# Entries taken from a collection:
((
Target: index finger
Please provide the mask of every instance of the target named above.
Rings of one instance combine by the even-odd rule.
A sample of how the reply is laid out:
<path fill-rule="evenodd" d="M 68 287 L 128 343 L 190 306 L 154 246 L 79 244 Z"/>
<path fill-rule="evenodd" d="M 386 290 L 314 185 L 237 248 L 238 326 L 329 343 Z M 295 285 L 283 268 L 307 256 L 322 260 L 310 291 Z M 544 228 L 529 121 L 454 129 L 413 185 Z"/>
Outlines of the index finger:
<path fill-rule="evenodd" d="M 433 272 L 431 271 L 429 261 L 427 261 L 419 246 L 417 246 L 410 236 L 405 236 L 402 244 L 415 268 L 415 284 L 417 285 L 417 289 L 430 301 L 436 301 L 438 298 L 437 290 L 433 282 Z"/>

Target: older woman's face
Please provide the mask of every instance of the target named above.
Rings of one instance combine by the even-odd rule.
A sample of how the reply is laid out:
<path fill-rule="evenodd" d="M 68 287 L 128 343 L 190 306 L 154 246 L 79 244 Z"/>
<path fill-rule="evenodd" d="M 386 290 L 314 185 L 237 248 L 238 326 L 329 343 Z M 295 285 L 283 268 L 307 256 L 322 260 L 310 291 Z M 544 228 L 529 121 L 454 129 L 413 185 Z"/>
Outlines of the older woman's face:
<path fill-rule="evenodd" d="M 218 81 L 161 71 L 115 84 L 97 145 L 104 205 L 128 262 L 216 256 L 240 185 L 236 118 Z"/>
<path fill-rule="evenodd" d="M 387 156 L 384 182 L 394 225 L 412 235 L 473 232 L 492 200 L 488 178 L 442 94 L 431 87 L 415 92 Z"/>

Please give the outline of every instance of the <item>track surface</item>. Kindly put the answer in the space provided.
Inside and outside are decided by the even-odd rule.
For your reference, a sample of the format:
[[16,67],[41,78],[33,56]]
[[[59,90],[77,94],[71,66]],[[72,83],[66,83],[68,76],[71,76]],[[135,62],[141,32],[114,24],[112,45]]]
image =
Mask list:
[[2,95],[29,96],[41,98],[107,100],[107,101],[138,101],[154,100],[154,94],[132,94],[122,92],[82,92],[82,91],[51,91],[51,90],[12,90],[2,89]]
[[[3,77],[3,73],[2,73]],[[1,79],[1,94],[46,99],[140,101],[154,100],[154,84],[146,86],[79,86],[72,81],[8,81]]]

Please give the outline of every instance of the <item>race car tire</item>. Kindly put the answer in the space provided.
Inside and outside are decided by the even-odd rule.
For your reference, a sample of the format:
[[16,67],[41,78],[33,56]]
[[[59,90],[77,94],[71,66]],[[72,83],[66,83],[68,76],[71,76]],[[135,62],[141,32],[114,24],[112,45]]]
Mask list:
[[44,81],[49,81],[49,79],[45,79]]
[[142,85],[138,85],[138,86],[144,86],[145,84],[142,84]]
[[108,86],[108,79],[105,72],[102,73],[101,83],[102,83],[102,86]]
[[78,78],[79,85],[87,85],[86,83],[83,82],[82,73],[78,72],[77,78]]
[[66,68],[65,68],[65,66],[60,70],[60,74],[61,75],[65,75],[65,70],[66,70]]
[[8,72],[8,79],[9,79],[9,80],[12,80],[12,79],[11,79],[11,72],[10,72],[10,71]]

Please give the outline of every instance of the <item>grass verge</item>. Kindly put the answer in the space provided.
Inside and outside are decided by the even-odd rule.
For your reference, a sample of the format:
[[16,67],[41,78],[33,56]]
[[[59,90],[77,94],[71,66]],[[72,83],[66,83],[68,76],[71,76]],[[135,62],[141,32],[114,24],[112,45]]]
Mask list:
))
# The problem:
Could you write out all the entries exactly as given?

# Answer space:
Target: index finger
Please provide the mask of every instance of the target named above.
Rings of one instance combine by the even-odd rule.
A sample of how the reply is laid out:
<path fill-rule="evenodd" d="M 68 287 L 128 343 L 190 306 L 154 246 L 79 244 Z"/>
<path fill-rule="evenodd" d="M 386 290 L 314 185 L 237 248 L 238 326 L 329 343 Z M 295 285 L 283 268 L 307 256 L 322 260 L 310 291 Z M 544 228 L 529 121 L 454 129 L 413 185 Z"/>
Outlines of the index finger:
<path fill-rule="evenodd" d="M 433 272 L 431 271 L 429 261 L 427 261 L 419 246 L 417 246 L 410 236 L 405 236 L 402 244 L 415 268 L 415 284 L 417 285 L 417 289 L 430 301 L 436 301 L 438 298 L 437 290 L 433 282 Z"/>

Target: older woman's face
Please provide the mask of every instance of the target named above.
Rings of one instance combine by the even-odd rule.
A sample of how the reply is laid out:
<path fill-rule="evenodd" d="M 68 287 L 128 343 L 190 306 L 154 246 L 79 244 Z"/>
<path fill-rule="evenodd" d="M 386 290 L 314 185 L 237 248 L 238 326 L 329 343 Z M 295 285 L 283 268 L 307 256 L 322 260 L 310 291 Z M 544 228 L 529 121 L 454 129 L 413 185 Z"/>
Outlines of the older woman's face:
<path fill-rule="evenodd" d="M 218 81 L 161 71 L 115 84 L 97 145 L 104 205 L 128 262 L 216 256 L 240 185 L 236 118 Z"/>
<path fill-rule="evenodd" d="M 387 156 L 384 182 L 394 225 L 412 235 L 473 232 L 492 200 L 488 178 L 442 94 L 431 87 L 415 92 Z"/>

Please give the outline of every instance of the <item>track surface</item>. Kindly put the answer in the space provided.
Inside and outside are decided by the even-odd rule.
For your reference, a sample of the format:
[[16,67],[41,78],[33,56]]
[[[59,90],[77,94],[71,66]],[[72,83],[66,83],[68,76],[71,76]],[[135,62],[141,32],[114,24],[112,45]]]
image =
Mask list:
[[2,95],[29,96],[41,98],[107,100],[107,101],[138,101],[154,100],[154,94],[132,94],[122,92],[82,92],[82,91],[51,91],[51,90],[12,90],[2,89]]
[[[3,77],[3,73],[2,73]],[[1,79],[1,94],[46,99],[140,101],[154,100],[154,84],[146,86],[79,86],[72,81],[8,81]]]

Please give the outline of every instance of the <item>race car tire</item>. Kindly put the answer in the space provided.
Inside and outside are decided by the even-odd rule.
For your reference, a sample of the format:
[[16,67],[41,78],[33,56]]
[[[59,90],[77,94],[71,66]],[[72,83],[66,83],[68,76],[71,76]],[[135,62],[141,32],[114,24],[112,45]]]
Mask list:
[[44,81],[49,81],[49,79],[45,79]]
[[142,85],[138,85],[138,86],[144,86],[145,84],[142,84]]
[[108,86],[108,79],[105,72],[102,73],[101,83],[102,83],[102,86]]
[[78,78],[79,85],[87,85],[86,83],[83,82],[82,73],[78,72],[77,78]]
[[66,68],[65,68],[65,66],[60,70],[60,74],[61,75],[65,75],[65,70],[66,70]]
[[8,72],[8,79],[9,79],[9,80],[12,80],[12,79],[11,79],[11,72],[10,72],[10,71]]

Please give the outline of every instance of the <item>grass verge</item>. Kindly put the answer in the space provided.
Inside and outside are decided by the even-odd rule.
For your reference, a sample of the format:
[[16,67],[41,78],[33,56]]
[[[59,90],[77,94],[71,66]],[[72,83],[66,83],[68,76],[71,76]],[[135,62],[141,32],[114,24],[112,45]]]
Mask list:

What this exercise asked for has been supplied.